未知なる月の裏側
小学生の理科の授業で、私たちが普段地球から見上げる月はいつも同じ面しか見せていないという事実を知って衝撃を受けた思い出はありませんか?月が地球を1周する間に、月も1回転しているため、普段私たちは月の表側しか見ていません。1959年10月7日、世界で初めて月の裏側の写真撮影に成功したのはソ連の月探査機ルナ3号でした。このミッションにより、縮尺500万分の一の月面図が製作されました。

Credit : NASA、『宙畑』より引用)

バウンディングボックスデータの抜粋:
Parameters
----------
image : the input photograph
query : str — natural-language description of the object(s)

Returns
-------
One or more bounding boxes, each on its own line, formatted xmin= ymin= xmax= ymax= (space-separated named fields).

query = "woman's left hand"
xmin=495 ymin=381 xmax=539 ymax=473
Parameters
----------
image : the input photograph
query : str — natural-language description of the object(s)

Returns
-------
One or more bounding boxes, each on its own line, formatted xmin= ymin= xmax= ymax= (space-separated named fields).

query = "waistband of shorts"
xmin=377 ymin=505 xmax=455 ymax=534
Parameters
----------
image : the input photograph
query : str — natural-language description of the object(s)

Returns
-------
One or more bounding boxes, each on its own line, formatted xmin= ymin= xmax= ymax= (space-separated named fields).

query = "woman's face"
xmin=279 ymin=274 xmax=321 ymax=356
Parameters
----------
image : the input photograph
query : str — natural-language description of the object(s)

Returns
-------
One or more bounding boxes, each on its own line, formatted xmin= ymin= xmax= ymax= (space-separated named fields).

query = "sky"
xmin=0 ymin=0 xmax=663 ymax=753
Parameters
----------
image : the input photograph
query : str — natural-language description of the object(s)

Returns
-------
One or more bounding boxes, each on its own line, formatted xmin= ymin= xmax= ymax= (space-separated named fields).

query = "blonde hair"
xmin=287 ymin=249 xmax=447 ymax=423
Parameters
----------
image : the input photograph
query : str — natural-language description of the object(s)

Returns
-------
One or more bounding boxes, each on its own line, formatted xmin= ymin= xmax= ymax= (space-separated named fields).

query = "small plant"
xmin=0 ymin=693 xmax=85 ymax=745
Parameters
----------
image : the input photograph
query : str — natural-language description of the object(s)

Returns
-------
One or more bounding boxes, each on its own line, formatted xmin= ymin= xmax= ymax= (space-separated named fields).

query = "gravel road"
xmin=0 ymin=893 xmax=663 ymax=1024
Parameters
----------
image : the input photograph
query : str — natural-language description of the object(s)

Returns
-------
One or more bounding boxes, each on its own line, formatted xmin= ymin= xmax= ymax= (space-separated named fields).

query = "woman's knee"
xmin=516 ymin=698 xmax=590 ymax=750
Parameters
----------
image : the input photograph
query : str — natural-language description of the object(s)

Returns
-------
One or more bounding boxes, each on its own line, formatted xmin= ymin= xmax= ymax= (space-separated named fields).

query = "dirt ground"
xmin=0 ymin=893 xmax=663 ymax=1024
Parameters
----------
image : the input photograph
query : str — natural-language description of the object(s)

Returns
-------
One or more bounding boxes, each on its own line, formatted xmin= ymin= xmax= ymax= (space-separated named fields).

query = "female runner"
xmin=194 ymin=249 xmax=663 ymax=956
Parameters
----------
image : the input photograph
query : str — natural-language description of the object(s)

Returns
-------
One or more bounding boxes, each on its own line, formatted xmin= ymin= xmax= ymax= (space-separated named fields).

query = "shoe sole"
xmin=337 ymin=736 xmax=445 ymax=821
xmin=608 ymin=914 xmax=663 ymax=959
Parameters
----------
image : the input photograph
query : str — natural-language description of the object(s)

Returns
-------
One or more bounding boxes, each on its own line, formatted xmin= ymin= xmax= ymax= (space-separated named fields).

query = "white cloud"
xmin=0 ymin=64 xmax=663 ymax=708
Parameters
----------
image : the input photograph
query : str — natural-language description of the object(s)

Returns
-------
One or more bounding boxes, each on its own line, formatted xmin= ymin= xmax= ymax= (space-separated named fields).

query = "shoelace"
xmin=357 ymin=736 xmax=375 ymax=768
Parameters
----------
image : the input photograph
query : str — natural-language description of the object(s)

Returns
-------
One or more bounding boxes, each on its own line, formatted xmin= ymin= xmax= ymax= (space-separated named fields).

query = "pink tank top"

目的 1: 月の裏側についての抜粋から、算用数字を含む語句をすべて書き出してください。
目的 2: 月の裏側についての抜粋によると、世界で初めて月の裏側の写真撮影に成功したのは何ですか。

正解 1: 1周、1回転、1959年10月7日、ルナ3号、500万分の一

正解 2: ソ連の月探査機ルナ3号です。